- CONSIGNES:
1 > Dans l'article sur la fiscalité des travailleurs étrangers en Thaïlande, relevez tous les secteurs d'activité cités où travaillent les expatriés.
2 > Poursuivez l'article sur la réforme fiscale thaïlandaise à partir de sa dernière phrase.

- TEXTE FOURNI:
================
Depuis 2024, la Thaïlande met en place une série de réformes fiscales visant à mieux encadrer la situation des travailleurs étrangers. Ces nouvelles règles fiscales pour les travailleurs étrangers marquent une volonté claire du gouvernement d’harmoniser la fiscalité locale avec les standards internationaux, tout en limitant les abus liés à l’évasion fiscale.
Selon les autorités, cette réforme n’a pas pour objectif de décourager les talents étrangers, mais plutôt de renforcer la transparence et d’assurer une contribution équitable au système fiscal thaïlandais.
À découvrir :
- Contexte et raisons du durcissement fiscal
- Ce que changent les nouvelles règles fiscales pour les travailleurs étrangers
- Conséquences pour les expatriés et travailleurs étrangers
Contexte et raisons du durcissement fiscal
Ces dernières années, le nombre d’expatriés travaillant en Thaïlande a considérablement augmenté (plus de 3,3 millions selon les dernières données), notamment dans les secteurs de la technologie, du tourisme, de l’éducation et de la finance. Cependant, une part importante de ces professionnels exerçait leur activité via des structures offshore, ou déclarait des revenus à l’étranger afin d’éviter l’imposition locale. Le ministère des Finances a donc annoncé une nouvelle série de directives visant à limiter ces pratiques et à mieux identifier les résidents fiscaux réels.
================
- LIGNES DE DONNÉES:
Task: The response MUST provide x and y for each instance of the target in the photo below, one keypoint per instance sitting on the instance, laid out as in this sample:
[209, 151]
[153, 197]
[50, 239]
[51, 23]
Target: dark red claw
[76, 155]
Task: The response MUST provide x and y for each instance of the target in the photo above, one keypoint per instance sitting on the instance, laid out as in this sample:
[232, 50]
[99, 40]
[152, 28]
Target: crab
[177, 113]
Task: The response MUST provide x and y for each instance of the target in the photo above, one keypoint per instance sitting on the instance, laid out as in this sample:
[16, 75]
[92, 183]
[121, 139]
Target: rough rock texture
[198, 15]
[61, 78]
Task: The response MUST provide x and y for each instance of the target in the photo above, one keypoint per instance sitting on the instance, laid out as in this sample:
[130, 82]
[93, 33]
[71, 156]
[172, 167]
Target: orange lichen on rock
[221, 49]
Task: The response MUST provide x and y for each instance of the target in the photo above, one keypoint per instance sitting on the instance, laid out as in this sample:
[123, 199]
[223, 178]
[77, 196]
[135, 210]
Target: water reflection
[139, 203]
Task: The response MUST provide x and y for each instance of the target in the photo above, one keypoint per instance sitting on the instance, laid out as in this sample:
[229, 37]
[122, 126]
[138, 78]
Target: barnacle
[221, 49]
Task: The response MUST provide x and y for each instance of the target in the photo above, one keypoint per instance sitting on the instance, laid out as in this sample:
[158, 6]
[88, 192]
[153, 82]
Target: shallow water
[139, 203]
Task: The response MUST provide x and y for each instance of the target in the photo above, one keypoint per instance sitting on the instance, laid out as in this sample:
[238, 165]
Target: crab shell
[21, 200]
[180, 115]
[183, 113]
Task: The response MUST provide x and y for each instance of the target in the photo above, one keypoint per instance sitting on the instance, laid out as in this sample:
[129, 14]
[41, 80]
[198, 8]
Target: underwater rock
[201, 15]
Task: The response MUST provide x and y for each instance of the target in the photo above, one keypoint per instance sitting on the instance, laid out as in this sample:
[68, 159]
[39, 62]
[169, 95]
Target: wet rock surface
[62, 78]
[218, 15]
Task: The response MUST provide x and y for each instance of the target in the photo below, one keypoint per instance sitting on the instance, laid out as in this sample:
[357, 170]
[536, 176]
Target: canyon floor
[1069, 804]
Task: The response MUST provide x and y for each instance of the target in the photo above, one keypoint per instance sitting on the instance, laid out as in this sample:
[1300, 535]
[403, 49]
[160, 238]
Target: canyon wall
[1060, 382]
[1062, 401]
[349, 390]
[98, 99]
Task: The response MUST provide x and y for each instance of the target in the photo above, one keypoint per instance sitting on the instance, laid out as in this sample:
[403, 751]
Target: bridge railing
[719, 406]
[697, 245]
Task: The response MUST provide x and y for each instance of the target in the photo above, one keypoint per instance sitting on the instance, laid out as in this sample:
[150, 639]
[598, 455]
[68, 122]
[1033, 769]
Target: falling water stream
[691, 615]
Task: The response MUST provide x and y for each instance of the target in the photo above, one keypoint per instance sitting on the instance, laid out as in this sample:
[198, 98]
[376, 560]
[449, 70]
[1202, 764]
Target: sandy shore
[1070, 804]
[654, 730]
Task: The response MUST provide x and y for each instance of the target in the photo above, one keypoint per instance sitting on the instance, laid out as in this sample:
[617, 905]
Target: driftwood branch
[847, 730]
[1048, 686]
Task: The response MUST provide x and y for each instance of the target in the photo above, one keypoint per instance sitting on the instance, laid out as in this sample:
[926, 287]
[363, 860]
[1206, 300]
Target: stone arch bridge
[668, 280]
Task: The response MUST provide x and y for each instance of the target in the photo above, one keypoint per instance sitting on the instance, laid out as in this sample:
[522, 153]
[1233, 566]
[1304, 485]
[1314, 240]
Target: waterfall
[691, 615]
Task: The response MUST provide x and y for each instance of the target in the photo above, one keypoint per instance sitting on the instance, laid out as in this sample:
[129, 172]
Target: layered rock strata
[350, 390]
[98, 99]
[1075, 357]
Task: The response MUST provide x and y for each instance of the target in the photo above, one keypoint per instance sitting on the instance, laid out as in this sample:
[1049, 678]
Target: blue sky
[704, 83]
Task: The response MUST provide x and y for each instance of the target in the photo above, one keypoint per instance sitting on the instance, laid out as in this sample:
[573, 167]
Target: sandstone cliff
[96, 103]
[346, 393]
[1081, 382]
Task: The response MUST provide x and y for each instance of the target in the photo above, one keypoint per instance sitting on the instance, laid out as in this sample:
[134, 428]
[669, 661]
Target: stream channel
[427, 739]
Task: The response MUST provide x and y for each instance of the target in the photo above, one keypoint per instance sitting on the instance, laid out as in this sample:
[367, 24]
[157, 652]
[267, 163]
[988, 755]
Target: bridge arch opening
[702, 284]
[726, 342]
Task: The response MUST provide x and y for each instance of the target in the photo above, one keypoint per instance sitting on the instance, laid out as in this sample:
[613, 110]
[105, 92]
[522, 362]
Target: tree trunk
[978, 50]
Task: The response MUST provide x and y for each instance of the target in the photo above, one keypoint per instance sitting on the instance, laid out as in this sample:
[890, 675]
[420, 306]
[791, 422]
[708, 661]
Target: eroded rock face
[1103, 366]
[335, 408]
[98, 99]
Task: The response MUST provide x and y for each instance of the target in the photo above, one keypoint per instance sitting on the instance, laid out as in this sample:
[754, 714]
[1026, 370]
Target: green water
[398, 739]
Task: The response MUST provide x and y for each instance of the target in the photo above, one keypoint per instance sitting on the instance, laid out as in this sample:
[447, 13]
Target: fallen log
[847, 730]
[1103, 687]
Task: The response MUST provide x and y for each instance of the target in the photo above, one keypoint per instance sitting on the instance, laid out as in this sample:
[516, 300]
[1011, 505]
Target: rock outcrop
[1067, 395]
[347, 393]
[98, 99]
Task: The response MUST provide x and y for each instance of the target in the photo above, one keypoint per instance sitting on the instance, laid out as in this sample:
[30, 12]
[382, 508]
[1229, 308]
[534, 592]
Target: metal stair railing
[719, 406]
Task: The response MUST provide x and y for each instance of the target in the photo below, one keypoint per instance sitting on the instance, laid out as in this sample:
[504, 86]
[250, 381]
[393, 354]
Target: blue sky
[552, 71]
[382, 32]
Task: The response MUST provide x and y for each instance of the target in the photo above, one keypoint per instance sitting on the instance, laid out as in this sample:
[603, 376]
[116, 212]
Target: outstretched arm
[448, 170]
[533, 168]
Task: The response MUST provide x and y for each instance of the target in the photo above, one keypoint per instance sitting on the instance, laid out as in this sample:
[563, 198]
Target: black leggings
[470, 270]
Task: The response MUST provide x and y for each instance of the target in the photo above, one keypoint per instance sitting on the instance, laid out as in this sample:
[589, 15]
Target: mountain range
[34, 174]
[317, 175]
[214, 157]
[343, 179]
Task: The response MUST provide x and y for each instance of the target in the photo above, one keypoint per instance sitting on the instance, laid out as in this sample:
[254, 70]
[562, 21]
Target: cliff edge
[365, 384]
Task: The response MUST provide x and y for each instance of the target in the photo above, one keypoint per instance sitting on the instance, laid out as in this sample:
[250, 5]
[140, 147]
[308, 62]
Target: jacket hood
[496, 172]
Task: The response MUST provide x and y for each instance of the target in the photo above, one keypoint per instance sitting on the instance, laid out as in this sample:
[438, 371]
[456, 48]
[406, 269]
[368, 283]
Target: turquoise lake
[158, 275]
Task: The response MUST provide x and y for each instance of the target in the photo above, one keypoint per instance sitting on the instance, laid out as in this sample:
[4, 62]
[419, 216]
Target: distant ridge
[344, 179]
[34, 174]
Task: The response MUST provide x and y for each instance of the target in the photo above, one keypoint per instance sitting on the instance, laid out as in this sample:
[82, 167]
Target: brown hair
================
- RÉPONSES:
1 > La technologie, le tourisme, l'éducation et la finance.

2 >
L’objectif : plus de transparence et d’équité
Le gouvernement thaïlandais souhaite s’assurer que toute personne travaillant ou percevant des revenus depuis la Thaïlande contribue équitablement au système fiscal du pays. Ce durcissement des règles s’inscrit également dans le cadre d’une coopération accrue avec les organismes internationaux, notamment l’OCDE, en matière d’échange automatique d’informations financières.
Ce que changent les nouvelles règles fiscales pour les travailleurs étrangers
1. Une définition plus stricte du statut de résident fiscal
Selon la loi thaïlandaise, la règle est étonnamment simple, agissant comme un interrupteur binaire :
- Si vous résidez dans le pays pour 180 jours ou plus au cours d’une année civile, vous êtes considéré comme un résident fiscal.
- Si vous restez moins de 180 jours, vous êtes un non-résident.
Un non-résident est uniquement imposé sur les revenus provenant de Thaïlande. En revanche, un résident fiscal a des obligations bien plus étendues, notamment en raison du changement majeur que nous allons explorer.
2. La nouvelle règle
Désormais, la loi exige que les résidents fiscaux (ceux qui restent 180 jours ou plus) déclarent et paient l’impôt sur tout revenu étranger rapatrié en Thaïlande, peu importe l’année où ce revenu a été gagné et quelle que soit leur nature (salaire, dividendes, gains en capital, etc.).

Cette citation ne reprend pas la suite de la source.